> _Stated task_: Copy out all of the entries below, swapping every "response body" for "reply payload" and keeping the rest identical.

==========

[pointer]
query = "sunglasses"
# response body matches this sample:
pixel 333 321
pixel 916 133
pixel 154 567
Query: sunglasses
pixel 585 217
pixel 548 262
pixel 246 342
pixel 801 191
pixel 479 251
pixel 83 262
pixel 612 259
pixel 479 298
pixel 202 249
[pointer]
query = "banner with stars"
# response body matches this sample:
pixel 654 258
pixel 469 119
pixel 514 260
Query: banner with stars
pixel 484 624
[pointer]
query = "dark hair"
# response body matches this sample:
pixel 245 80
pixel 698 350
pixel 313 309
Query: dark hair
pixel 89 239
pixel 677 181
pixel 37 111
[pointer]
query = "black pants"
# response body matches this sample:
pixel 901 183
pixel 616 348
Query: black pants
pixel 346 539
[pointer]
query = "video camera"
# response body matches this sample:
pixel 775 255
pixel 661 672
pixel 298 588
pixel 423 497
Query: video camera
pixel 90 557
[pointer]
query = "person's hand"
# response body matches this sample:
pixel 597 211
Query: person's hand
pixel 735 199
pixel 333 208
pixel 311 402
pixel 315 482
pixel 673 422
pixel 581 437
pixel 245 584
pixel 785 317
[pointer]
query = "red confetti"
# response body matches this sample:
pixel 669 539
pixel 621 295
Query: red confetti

==========

> _Written solution_:
[pointer]
query = "sunglasses"
# reply payload matches this sample:
pixel 333 321
pixel 916 133
pixel 154 567
Query: sunglasses
pixel 585 217
pixel 548 262
pixel 246 342
pixel 801 191
pixel 479 251
pixel 83 262
pixel 612 259
pixel 479 298
pixel 202 249
[pointer]
query = "banner with stars"
# reply payload matches this sample:
pixel 654 258
pixel 469 119
pixel 514 260
Query: banner with stars
pixel 484 624
[pointer]
query = "dark hair"
# reply payload matches this sample:
pixel 245 80
pixel 698 350
pixel 313 309
Query: dark hair
pixel 89 239
pixel 677 181
pixel 37 111
[pointer]
query = "black pants"
# reply payload matches this sample:
pixel 901 183
pixel 616 348
Query: black pants
pixel 346 539
[pointer]
query = "video camera"
# reply payload matches this sample:
pixel 775 255
pixel 661 672
pixel 298 588
pixel 423 497
Query: video camera
pixel 90 557
[pointer]
query = "person's hand"
# reply payload matches this sample:
pixel 597 211
Query: person's hand
pixel 735 199
pixel 333 208
pixel 311 402
pixel 315 482
pixel 673 422
pixel 581 437
pixel 245 584
pixel 785 317
[pointer]
query = "red confetti"
# reply payload matches this sample:
pixel 669 539
pixel 621 295
Query: red confetti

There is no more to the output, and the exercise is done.